Stated exercise:
Answer these questions about the FieldTrip thread below, one line each:
(a) What kind of study produced the data?
(b) Which function was used first to calculate each subject's averages?
(c) In the reply, across which units is the variance said to matter for visualization?

I would say that for visualization purposes (and for traditional parametric second-level statistics) you are interested in the variance across your units-of-observation. In this case across subjects. This is indeed what ft_timelockgrandaverage gives you. If you are into more sophisticated estimates, it smells a bit as if you want to be moving into the direction of mixed-effect models, which are gaining quite a bit of momentum these days. Since I am a bit old-school I have not eaten any cheese from that (http://www.dwotd.nl/2008/02/360-daar-heb-ik-geen-kaas-van-gegeten.html), so perhaps somebody else wants to chime in here.

Best wishes,
Jan-Mathijs

On 26 Sep 2022, at 21:36, Sebastian Neudek via fieldtrip <fieldtrip at science.ru.nl<mailto:fieldtrip at science.ru.nl>> wrote:

Hi all,

I am currently writing my master's thesis using FieldTrip and might need a bit of your expertise for a little hurdle I encountered.

First a few words about what I want to do:
I have data from a MEG-go/nogo study: There are multiple subjects and multiple trials for each condition. I now want to plot the ERF for each condition averaged across all subjects. But together with the ERF I also want to plot the  standard error or variance or confidence interval or standard deviation. Something like this(Figure 3a):
https://www.researchgate.net/figure/ERP-results-including-P3-amplitudes-a-Grand-average-and-standard-errors-of-ERP_fig2_327651209<https://urldefense.com/v3/__https://www.researchgate.net/figure/ERP-results-including-P3-amplitudes-a-Grand-average-and-standard-errors-of-ERP_fig2_327651209__;!!HJOPV4FYYWzcc1jazlU!4AKDCxWgDNOVGlWwimPV3Sc-5suVMj59sPhwC-eHwI7h0FQr10-YxE5fzliZsQft3R0I3s5Swpei12UfNPYgMdNHwshEvUe7t8p0Gw\$>
Independent which of these measures I finally use, I need to calculate the variance of the ERF at each timepoint.
To do this I first used ft_timelockanalysis to calculate the averages of each subject. ft_timelockanalysis returns not only the average, but also the variance of the ERF. Afterwards I use ft_timelockgrandaverage to calculate the group average of the ERF.

And this is where my troubles begin. I get how ft_timelockgrandaverage calulates the new average: It averages over the mean values of the subjects (it also accounts for the degrees of freedom). But for the variance it just calculates the variance of the means. I thought, it will also account for the variances of each subject.

Data excerpts:

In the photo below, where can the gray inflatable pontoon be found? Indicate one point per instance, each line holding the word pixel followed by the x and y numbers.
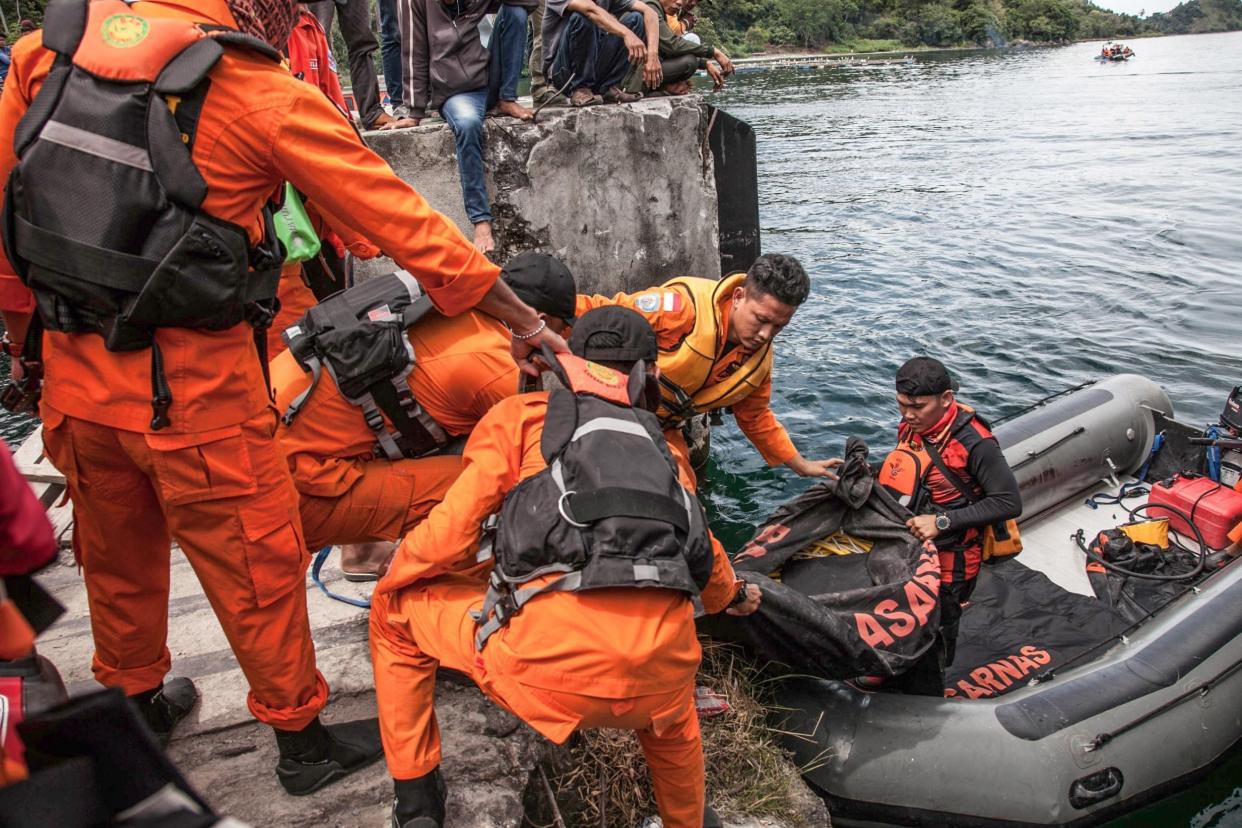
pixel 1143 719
==
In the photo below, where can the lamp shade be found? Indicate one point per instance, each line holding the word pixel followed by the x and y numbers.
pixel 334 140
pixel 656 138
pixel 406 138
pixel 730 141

Correct result:
(a) A MEG go/nogo study.
(b) ft_timelockanalysis.
(c) Across subjects, the units of observation.